**The problem**
Go line by line through the entries below and copy those containing the string "dense".

*** Opening Materials provided ***

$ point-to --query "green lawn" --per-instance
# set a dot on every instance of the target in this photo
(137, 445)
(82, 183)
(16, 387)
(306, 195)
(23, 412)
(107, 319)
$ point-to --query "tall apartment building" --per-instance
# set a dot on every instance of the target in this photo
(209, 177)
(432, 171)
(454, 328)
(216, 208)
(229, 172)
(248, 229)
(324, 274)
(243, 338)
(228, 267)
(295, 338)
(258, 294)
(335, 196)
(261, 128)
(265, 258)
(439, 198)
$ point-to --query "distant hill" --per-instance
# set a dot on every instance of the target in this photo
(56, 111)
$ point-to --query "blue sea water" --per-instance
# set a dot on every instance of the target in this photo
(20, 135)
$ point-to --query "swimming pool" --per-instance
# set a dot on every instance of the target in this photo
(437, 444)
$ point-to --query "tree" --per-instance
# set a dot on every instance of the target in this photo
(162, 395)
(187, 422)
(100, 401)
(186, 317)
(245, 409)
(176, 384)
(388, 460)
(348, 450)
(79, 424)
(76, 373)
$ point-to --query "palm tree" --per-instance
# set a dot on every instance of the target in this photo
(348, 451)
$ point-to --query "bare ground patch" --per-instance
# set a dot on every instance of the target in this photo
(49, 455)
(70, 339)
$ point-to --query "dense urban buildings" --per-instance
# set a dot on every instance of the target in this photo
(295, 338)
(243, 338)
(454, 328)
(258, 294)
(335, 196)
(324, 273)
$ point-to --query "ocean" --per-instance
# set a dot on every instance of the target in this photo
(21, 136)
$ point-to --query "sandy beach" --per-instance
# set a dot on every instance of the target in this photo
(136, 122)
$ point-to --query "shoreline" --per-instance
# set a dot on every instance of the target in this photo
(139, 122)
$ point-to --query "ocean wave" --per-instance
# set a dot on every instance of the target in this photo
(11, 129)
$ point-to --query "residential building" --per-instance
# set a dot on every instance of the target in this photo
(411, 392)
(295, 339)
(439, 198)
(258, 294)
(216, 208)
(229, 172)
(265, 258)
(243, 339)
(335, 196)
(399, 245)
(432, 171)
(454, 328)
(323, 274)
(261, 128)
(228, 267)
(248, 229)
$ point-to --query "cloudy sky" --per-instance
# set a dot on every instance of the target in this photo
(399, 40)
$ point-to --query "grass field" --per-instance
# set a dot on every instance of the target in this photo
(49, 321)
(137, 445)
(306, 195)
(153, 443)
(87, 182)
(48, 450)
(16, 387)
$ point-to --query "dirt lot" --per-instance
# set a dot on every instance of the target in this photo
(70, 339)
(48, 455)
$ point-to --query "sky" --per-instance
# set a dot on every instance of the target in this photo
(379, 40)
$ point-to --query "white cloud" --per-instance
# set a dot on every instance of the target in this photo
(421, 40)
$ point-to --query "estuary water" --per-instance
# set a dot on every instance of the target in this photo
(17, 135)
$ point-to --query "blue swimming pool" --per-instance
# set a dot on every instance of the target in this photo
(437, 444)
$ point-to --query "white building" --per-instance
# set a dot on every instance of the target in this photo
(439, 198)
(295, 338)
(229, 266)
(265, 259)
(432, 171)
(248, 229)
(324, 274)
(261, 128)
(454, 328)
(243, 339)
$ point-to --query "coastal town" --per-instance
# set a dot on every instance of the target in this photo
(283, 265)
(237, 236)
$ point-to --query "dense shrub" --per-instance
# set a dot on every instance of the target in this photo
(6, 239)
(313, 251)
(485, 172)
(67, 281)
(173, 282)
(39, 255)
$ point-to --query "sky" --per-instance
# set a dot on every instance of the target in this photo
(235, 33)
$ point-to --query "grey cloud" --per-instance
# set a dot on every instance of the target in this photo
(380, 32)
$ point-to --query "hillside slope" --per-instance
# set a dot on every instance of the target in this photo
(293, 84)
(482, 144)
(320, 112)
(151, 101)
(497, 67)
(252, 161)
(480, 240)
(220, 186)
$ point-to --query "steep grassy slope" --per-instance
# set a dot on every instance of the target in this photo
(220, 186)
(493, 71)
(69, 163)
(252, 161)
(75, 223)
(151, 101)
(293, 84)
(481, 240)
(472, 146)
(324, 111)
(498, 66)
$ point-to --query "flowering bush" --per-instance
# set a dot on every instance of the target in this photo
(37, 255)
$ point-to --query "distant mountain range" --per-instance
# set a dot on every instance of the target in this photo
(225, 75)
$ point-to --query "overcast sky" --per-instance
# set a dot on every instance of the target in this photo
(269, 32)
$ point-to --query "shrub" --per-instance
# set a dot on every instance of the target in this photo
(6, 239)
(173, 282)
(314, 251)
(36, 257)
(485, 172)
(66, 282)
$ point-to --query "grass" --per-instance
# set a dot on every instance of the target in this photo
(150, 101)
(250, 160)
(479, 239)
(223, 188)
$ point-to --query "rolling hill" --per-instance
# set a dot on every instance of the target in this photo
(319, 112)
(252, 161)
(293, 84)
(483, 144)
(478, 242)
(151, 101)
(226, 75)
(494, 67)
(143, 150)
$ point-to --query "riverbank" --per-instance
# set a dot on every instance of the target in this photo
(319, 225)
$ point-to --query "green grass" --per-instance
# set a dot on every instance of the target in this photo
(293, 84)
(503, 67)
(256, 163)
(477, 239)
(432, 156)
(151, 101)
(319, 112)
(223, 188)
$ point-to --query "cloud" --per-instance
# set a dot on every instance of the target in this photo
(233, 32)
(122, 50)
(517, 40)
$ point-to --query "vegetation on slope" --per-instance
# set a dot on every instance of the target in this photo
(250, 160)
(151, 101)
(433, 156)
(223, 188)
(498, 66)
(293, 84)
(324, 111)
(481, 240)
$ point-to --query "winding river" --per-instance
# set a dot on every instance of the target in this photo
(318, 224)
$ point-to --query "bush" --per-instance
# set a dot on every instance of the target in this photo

*** Closing Materials provided ***

**Response**
$ point-to --query "dense urban buildings" --per-instance
$ point-to --query "dense shrub" --per-instance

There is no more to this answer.